## Trecho do texto
——

Como mostra a obra, as paixões humanas escravizam, entorpecem e consomem vidas inteiras. Sobre isso, lembramos o filósofo Baruch Espinosa que, em sua obra máxima, Ética, se debruça sobre o entendimento das paixões humanas. Ele diz que as paixões acontecem quando os corpos com os quais temos contato na natureza nos afetam de um modo que nos faz padecer. Assim, podemos ser afetados por alguém que nos inspire ódio ou amor, podemos ser afetados pelo álcool, nos tornando alcóolatras, podemos ter fetiches entre nossas preferências sexuais, etc. São tantas as paixões que Espinosa dedica toda a parte 3 de sua Ética a identificar e descrever os afetos que podemos ter, mostrando como eles podem gerar ações e paixões.

É curioso que Espinosa destaca que não temos livre-arbítrio neste mundo, pois somos afetados por tudo o que nos cerca. Para ele, a única possibilidade de liberdade humana é compreender os afetos para moderá-los. Assim, segundo Espinosa, não nos cabe julgar as paixões ou tentar eliminá-las, apenas tentar controlar aquelas que diminuem a nossa potência de viver.

A obra de Campanella reflete sobre como é difícil moderar as paixões e até mesmo defende a ideia de que devemos vivê-las sem culpa. Afinal, mesmo presenciando a bancarrota de todos os que aderem a suas paixões, Benjamin decide ceder à sua. Abdica de ser um homem curado.

O segredo de seus olhos é considerado um dos maiores filmes do cinema argentino, que por sua vez é considerado o melhor cinema sul-americano, quiçá latino-americano. Seria o segundo filme mais importante do país, após A história oficial, de 1985. Venceu o Oscar de melhor filme internacional em 2010, assim como o prêmio espanhol Goya, na mesma categoria. É considerado o filme argentino mais visto nos últimos 35 anos. Teve orçamento curto - dois milhões de euros - apenas sete semanas de filmagens, cenários simples mas impactantes, atores de primeira, e sua falha técnica mais comentada é a maquiagem do envelhecimento dos protagonistas.

É um filme que ressignifica o gênero policial e  jamais resvala nos clichês do gênero ou se compara à produção massiva de baixa qualidade. Há poucos tiros e nenhuma explosão. O ambiente dos escritórios e tribunais ressurge asfixiante. A tradicional adrenalina das perseguições de carros é muito bem substituída por uma bela sequência de imagens aéreas de um estádio de futebol lotado e em pleno fervor do jogo. Aliás, este é um plano-sequência (cena filmada inteiramente sem cortes) considerado um dos melhores do cinema mundial no século XXI.

A fotografia envelhecida e dessaturada (tons pasteis) de Félix Monti ajuda a criar esse ambiente e proporciona diversas cenas maravilhosas. Cada plano parece uma pintura bem pensada e os primeiros momentos do filme remetem às artes plásticas.

——

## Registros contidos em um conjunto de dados

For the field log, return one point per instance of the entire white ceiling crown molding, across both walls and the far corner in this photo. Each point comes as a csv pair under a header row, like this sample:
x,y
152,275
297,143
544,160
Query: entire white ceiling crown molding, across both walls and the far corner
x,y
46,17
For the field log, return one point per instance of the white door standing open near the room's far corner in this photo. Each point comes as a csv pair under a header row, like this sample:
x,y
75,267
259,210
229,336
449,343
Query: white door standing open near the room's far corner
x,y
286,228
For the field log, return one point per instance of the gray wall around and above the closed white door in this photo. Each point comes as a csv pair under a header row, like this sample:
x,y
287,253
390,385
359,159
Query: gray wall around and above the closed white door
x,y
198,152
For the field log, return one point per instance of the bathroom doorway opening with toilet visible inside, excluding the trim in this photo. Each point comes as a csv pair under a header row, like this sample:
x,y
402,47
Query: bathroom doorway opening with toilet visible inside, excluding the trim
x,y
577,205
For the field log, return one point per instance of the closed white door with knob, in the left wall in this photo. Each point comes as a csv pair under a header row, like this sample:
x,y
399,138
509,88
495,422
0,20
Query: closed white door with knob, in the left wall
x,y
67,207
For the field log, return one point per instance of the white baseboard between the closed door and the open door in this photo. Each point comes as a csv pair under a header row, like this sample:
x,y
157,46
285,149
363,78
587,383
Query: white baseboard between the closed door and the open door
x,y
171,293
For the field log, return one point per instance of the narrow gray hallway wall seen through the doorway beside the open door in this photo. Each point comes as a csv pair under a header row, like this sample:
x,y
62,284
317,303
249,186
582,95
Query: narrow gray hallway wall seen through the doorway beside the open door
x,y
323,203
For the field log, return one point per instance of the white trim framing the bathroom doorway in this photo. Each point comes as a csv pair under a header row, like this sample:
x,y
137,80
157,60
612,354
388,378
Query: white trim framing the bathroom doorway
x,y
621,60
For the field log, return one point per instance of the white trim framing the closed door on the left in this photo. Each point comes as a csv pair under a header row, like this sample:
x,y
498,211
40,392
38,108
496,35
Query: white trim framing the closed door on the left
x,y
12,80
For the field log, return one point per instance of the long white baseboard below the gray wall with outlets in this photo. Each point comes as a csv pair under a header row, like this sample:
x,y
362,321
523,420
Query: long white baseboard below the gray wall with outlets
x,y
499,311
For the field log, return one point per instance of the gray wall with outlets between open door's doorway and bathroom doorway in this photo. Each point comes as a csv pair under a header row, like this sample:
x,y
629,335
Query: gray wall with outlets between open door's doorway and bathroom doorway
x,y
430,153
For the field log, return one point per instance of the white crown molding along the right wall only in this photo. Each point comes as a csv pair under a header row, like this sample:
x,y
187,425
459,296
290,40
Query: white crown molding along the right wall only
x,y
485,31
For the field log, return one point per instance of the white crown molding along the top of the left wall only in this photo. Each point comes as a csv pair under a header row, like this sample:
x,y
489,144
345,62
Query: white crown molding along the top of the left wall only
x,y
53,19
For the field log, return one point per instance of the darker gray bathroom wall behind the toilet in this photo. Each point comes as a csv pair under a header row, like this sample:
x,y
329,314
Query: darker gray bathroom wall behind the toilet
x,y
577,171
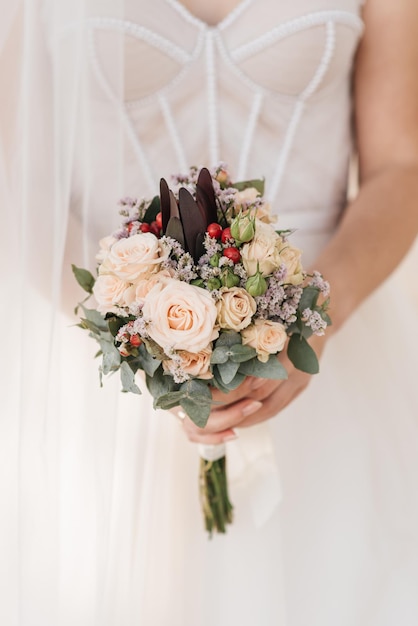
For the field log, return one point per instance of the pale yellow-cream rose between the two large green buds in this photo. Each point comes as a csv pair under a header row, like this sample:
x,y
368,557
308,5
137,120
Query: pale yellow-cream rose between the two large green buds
x,y
264,249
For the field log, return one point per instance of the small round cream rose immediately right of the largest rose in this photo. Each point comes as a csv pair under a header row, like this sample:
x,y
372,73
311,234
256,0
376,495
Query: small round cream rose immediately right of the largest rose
x,y
235,308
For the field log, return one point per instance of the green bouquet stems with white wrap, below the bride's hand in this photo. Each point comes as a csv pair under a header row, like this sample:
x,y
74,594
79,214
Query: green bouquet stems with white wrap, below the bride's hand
x,y
213,488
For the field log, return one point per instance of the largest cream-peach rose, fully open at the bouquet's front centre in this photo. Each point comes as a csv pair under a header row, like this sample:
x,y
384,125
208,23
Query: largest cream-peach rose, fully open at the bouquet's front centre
x,y
180,316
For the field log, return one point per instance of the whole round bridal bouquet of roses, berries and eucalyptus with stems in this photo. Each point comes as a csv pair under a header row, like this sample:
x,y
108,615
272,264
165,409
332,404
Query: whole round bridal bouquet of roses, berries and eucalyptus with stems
x,y
199,290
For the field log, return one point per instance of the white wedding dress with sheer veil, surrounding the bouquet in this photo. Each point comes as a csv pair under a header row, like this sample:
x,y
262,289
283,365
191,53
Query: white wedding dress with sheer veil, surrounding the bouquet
x,y
100,516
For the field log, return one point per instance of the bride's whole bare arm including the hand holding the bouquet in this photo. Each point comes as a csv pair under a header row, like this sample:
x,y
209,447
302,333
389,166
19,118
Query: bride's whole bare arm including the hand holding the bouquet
x,y
380,225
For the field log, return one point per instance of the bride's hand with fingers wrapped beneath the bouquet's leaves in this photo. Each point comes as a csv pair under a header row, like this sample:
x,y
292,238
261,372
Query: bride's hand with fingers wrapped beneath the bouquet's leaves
x,y
256,400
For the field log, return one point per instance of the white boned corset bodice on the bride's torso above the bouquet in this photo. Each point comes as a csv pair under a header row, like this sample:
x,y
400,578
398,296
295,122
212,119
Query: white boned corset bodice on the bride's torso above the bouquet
x,y
267,90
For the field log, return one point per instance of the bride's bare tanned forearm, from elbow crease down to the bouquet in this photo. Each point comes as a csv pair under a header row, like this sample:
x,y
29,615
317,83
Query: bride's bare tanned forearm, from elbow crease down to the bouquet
x,y
376,231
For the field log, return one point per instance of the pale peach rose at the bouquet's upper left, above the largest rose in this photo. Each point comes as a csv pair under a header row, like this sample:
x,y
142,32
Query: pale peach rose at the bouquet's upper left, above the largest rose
x,y
134,258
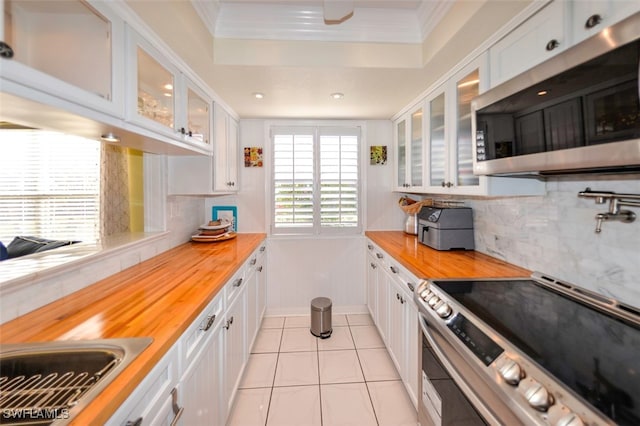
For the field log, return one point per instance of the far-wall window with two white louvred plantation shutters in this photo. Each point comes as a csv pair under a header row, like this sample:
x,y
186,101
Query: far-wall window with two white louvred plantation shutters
x,y
315,180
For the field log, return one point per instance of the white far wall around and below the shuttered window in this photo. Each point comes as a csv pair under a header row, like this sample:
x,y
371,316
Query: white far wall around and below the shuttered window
x,y
298,268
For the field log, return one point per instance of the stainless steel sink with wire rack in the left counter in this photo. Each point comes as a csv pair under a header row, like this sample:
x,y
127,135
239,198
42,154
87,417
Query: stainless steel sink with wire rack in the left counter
x,y
50,382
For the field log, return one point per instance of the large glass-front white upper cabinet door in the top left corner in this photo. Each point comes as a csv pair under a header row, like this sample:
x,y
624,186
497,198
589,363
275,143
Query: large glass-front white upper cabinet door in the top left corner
x,y
73,50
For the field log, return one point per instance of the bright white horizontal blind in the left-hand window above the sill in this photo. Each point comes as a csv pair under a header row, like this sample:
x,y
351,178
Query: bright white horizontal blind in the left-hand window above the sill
x,y
49,186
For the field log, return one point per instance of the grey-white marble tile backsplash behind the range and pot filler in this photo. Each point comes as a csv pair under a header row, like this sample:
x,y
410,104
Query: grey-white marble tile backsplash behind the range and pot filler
x,y
555,234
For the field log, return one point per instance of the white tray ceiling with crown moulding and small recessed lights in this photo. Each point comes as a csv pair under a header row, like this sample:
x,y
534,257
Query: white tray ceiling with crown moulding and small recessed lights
x,y
285,50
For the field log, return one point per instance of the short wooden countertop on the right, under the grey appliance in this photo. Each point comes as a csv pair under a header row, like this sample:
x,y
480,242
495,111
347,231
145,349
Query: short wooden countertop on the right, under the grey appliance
x,y
425,262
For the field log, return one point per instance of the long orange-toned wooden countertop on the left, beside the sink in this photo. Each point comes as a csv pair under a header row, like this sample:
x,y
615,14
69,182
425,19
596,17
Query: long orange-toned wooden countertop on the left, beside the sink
x,y
157,298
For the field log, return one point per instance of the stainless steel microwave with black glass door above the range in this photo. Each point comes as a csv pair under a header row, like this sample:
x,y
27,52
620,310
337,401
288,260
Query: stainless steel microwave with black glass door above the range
x,y
577,112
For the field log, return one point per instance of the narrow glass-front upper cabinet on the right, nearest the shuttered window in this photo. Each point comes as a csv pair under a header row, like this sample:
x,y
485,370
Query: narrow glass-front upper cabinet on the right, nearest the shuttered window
x,y
409,136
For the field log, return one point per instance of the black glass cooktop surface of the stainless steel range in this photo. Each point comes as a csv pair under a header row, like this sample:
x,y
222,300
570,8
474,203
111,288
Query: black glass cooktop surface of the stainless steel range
x,y
591,351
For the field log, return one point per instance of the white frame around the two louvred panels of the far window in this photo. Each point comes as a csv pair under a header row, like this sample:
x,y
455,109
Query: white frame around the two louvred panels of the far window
x,y
316,230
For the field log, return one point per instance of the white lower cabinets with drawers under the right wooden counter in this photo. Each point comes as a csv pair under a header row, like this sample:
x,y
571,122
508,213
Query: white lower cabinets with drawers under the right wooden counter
x,y
396,314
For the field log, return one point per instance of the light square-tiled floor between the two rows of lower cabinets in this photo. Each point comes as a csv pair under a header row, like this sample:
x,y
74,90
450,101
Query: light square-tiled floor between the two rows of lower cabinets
x,y
294,378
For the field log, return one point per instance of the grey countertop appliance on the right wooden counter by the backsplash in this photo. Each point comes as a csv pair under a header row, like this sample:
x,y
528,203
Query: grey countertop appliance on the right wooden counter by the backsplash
x,y
446,228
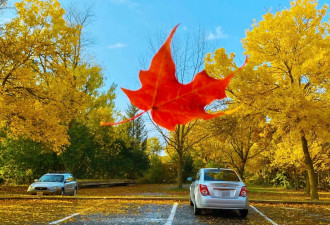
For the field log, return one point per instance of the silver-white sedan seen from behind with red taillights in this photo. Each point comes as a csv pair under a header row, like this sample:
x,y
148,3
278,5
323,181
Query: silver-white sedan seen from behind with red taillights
x,y
218,188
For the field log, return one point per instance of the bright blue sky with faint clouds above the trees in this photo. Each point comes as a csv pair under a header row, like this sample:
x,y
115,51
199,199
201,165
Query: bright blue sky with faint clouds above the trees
x,y
120,30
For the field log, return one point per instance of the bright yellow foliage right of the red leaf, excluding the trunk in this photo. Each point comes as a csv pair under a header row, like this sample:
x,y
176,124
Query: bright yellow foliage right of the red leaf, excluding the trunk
x,y
286,80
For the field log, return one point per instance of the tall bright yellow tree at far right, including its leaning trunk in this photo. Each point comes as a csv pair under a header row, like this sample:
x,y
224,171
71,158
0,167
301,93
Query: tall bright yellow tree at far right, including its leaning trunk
x,y
291,54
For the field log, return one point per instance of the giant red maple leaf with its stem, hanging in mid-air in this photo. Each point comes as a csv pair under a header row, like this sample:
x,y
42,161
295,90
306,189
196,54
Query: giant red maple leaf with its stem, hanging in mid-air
x,y
169,101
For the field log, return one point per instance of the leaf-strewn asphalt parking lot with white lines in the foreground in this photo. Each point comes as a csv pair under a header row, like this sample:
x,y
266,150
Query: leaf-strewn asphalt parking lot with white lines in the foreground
x,y
78,211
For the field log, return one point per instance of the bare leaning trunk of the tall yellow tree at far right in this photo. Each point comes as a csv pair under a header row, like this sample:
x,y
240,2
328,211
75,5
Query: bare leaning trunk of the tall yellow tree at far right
x,y
310,170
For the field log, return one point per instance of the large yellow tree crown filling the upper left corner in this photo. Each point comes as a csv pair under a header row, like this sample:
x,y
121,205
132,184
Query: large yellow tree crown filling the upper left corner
x,y
43,81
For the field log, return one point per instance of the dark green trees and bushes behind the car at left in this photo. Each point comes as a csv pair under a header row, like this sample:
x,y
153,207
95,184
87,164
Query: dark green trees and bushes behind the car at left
x,y
23,160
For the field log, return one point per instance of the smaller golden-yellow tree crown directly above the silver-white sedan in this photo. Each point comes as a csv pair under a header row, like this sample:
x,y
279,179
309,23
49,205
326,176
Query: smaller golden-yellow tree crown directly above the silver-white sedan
x,y
233,140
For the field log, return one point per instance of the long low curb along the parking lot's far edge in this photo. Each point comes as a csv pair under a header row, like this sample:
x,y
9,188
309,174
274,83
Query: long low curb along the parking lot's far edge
x,y
150,198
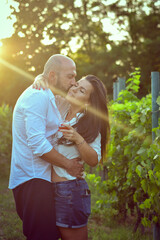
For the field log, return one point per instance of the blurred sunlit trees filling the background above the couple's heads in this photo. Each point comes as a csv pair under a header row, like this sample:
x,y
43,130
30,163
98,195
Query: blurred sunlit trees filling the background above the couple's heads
x,y
108,38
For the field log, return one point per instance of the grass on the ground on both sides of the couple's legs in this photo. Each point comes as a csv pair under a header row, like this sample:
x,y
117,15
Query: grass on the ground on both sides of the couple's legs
x,y
100,228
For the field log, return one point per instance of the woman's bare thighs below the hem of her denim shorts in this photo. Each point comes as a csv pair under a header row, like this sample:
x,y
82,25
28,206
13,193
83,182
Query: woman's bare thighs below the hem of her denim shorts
x,y
74,233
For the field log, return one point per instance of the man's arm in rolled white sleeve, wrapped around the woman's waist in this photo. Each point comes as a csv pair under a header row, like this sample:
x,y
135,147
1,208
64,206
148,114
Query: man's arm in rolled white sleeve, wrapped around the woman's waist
x,y
35,124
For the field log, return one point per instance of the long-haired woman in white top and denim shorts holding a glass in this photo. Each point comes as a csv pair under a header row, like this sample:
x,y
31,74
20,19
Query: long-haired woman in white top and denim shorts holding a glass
x,y
86,136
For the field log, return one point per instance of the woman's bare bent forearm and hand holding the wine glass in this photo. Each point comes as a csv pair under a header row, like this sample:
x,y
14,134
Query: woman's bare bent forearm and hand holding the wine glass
x,y
87,153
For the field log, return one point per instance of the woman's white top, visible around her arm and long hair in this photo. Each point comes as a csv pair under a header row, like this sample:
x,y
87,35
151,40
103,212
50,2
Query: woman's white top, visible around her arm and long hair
x,y
71,152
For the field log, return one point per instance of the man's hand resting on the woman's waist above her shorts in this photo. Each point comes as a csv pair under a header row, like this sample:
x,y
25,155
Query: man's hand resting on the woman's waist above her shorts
x,y
75,168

——

Continue o texto sobre o filme argentino O segredo de seus olhos a partir do ponto em que ele termina.

Também é uma homenagem aos filmes noir, gênero ou subgênero desenvolvido ao longo da primeira metade do século XX, no Ocidente, no contexto das duas grandes guerras. O filme noir geralmente tem trama cercada de suspense, crimes, amores, reviravoltas, pano de fundo político, e uma estética com muita sombra e tons pasteis. Geralmente traduzem desencanto, desilusão com o mundo moderno em sua perda de sentidos. Seus mestres são Fritz Lang e Orson Wells. Alfred Hitchcock também fazia filmes noir e era mestre em misturar suspense, drama e humor, sendo uma importante referência para Campanella em O segredo dos seus olhos.

O roteiro é um ponto forte da obra, o que já é considerado tradição do cinema argentino. Foi escrito pelo próprio Campanella e Eduardo Sacheri, autor do livro La pregunta de sus ojos, que deu base ao filme. Aliás, o filme é considerado uma adaptação que supera a obra original. Composto de flashbacks do começo ao fim, e contornando o risco de que essa escolha prejudique o ritmo, todo o enredo vai ganhando corpo a cada cena, em um crescendo que captura o espectador e que culmina numa assombrosa cena final.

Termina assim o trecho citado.